Beginning with the line below that contains "Target: brown moth" and ending with the line that contains "Expected: the pointer indicates a point on the grout", copy every line exactly. Copy nothing else.

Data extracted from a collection
━━━━━━━━
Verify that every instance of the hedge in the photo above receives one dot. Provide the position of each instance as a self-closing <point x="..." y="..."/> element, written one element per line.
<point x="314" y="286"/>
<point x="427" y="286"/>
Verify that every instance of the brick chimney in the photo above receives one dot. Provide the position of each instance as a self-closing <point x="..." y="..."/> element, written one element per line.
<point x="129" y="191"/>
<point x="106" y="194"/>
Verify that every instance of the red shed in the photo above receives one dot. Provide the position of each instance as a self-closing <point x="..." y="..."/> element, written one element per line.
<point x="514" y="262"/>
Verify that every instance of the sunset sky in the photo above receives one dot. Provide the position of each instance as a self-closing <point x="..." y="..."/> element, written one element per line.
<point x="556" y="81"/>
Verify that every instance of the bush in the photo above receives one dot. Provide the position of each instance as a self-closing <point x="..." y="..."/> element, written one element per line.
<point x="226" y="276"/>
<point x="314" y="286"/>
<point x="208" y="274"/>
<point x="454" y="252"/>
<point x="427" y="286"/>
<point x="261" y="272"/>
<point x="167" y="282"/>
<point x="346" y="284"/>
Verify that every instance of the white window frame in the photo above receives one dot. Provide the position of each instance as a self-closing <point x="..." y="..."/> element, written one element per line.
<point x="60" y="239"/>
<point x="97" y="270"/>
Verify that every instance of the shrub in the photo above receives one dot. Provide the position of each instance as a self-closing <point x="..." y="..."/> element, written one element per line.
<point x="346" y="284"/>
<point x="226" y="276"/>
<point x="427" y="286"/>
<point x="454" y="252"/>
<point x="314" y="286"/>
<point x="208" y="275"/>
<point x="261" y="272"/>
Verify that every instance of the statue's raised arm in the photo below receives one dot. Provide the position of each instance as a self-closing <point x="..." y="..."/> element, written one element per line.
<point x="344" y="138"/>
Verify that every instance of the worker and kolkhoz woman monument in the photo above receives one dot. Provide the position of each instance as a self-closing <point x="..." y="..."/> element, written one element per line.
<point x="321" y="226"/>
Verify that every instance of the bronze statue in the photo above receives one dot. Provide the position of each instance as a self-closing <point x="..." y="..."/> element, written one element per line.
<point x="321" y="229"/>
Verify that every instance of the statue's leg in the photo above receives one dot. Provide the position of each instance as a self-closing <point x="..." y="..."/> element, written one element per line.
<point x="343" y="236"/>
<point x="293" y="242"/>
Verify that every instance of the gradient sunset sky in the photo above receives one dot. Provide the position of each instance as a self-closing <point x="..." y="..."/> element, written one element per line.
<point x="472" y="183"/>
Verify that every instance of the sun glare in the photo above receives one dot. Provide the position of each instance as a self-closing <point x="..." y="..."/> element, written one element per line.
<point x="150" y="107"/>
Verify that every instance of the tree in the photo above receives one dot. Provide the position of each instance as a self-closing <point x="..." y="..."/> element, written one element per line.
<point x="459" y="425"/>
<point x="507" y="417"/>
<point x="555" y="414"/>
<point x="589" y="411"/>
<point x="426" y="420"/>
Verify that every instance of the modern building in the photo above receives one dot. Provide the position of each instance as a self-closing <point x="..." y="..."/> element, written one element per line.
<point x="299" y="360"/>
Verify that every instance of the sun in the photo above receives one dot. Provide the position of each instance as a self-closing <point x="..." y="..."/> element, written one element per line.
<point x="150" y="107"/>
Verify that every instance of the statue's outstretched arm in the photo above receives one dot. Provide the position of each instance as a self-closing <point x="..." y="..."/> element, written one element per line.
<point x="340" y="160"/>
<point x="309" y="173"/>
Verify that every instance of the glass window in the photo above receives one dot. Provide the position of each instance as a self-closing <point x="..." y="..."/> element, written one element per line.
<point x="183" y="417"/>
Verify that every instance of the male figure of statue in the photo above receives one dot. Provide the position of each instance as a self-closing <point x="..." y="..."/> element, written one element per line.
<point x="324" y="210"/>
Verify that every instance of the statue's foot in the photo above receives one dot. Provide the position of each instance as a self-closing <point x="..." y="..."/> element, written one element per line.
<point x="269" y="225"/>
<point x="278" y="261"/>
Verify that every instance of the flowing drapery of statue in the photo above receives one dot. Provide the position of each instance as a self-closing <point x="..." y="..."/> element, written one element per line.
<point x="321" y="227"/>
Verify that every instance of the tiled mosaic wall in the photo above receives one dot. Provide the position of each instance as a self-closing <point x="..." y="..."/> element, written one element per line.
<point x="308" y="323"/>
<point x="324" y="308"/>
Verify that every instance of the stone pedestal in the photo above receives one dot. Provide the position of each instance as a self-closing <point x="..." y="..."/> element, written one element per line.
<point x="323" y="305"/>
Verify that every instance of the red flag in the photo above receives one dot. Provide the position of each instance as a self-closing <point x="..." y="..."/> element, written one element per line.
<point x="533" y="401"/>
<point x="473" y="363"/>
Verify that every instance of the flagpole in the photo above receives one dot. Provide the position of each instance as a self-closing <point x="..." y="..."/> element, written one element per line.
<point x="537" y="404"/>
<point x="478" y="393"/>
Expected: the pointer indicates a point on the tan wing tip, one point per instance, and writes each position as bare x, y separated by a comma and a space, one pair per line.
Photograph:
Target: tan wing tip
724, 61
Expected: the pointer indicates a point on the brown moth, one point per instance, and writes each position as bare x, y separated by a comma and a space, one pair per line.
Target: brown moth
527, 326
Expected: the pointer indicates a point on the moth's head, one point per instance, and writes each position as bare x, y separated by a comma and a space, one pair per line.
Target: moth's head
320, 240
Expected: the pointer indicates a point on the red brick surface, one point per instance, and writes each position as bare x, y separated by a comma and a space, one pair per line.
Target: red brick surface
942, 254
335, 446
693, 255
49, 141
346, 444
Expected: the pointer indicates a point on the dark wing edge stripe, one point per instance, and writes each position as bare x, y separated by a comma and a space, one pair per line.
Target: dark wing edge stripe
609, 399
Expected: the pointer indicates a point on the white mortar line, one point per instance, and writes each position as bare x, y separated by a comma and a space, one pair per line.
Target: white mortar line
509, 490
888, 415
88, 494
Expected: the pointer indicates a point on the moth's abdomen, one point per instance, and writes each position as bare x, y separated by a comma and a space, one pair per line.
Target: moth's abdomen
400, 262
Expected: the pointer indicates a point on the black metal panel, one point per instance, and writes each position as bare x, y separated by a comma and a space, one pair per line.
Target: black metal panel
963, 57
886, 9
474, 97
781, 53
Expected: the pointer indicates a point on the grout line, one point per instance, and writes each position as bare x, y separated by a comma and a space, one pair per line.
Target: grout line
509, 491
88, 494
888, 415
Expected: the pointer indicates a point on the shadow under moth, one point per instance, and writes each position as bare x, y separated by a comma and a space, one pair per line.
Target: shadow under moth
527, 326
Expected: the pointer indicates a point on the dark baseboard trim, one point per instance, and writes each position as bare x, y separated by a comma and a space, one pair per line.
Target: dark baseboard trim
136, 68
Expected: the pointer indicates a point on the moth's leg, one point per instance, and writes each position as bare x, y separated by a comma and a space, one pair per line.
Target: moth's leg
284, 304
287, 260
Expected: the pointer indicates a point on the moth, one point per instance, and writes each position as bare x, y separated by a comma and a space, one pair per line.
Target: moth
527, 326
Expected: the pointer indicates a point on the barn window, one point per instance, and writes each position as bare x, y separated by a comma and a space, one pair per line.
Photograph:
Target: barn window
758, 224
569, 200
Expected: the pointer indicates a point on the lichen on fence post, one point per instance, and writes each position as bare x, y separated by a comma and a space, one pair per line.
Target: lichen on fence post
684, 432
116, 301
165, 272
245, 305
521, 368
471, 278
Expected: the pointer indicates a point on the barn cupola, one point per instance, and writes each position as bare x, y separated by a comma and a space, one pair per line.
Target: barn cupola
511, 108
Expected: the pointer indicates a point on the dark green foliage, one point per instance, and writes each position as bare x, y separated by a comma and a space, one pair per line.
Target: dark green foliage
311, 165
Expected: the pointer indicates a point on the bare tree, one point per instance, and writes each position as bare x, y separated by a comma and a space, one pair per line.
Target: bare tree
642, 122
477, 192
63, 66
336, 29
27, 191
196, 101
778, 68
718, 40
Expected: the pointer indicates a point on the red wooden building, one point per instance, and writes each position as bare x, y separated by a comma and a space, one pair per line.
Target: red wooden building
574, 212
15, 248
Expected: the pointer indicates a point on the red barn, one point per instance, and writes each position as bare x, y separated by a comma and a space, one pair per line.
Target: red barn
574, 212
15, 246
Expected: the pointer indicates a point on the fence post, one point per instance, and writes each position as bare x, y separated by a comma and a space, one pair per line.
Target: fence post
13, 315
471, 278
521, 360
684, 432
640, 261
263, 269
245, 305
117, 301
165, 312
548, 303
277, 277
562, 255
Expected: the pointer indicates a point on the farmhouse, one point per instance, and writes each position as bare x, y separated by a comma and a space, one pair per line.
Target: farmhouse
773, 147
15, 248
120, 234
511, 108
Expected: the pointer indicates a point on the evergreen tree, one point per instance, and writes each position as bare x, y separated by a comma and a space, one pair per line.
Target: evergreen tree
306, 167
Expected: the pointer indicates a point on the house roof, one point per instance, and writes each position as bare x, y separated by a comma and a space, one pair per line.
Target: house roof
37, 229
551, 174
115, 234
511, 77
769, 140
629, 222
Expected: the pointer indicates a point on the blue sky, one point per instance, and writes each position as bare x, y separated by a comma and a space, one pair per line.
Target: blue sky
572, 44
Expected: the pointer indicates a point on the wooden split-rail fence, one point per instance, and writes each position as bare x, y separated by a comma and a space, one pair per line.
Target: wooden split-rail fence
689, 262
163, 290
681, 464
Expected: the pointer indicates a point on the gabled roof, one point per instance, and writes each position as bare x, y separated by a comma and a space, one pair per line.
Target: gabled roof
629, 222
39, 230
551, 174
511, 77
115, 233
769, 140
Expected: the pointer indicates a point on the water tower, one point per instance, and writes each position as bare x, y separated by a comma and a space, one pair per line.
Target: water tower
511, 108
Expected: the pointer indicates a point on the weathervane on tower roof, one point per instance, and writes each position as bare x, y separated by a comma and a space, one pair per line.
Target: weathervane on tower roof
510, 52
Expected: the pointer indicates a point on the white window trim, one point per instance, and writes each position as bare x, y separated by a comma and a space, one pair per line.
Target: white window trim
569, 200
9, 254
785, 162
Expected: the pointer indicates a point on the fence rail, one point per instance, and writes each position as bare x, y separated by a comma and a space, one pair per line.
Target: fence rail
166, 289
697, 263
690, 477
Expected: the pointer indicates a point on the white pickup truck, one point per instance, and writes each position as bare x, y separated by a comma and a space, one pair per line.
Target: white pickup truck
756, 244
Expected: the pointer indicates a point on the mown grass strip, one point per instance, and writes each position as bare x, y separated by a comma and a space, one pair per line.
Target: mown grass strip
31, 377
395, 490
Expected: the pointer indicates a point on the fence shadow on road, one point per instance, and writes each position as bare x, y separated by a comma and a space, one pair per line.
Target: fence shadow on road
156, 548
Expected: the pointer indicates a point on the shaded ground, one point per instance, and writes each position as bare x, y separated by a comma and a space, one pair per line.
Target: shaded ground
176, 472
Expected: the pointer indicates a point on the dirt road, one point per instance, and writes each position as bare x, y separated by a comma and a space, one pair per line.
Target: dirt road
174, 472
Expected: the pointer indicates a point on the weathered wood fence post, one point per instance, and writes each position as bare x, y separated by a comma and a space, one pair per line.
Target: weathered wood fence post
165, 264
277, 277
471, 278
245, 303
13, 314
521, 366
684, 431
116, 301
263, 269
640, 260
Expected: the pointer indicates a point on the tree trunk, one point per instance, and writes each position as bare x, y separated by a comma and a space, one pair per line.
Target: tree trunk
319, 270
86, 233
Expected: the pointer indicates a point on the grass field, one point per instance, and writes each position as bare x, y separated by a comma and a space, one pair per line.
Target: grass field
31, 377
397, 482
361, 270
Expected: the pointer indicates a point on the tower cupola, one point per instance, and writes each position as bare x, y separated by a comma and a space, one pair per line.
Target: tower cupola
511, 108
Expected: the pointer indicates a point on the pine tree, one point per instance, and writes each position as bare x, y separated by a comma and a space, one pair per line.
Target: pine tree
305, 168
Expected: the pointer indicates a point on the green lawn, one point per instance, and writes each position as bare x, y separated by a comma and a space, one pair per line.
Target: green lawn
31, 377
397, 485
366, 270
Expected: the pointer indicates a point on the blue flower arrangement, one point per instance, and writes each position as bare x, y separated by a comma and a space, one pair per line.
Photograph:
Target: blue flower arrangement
━━━━━━━━
* **Response box**:
Target: brown moth
527, 326
Expected: the pointer indicates a point on the moth's head, one point per instance, and writes each position as bare x, y separated by a comma and a space, one pair per line.
Target: moth's head
320, 240
Expected: the pointer indicates a point on the red brick surface, one point per instance, and writes each position as bare x, y separated by a comma and a space, one pair per line.
Target: red brick surface
942, 254
335, 446
693, 255
49, 141
346, 444
Expected: the pointer indicates a point on the dark wing edge stripe, one point per instance, and writes each position as bare x, y separated by a comma and a space, one pair per line.
Target: dark wing edge stripe
609, 399
Expected: the pointer indicates a point on the white mortar line, one point per instance, and writes each position as bare x, y separated by a comma and a space, one pair per line.
Target: white mortar line
509, 490
888, 415
88, 494
Expected: the pointer indicates a point on the moth's abdomen, one point per instance, and writes each position as bare x, y separated by a comma and a space, one pair per line.
Target: moth's abdomen
400, 262
Expected: the pointer indicates a point on the black metal panel, one point per instance, and writes each position as bare x, y separated by a comma and a space, one pair per line.
Target: black metal panel
963, 57
886, 9
474, 97
781, 53
Expected: the pointer indicates a point on the grout line, one point per instance, and writes each position as bare x, y separated by a comma and a space, one pair per line.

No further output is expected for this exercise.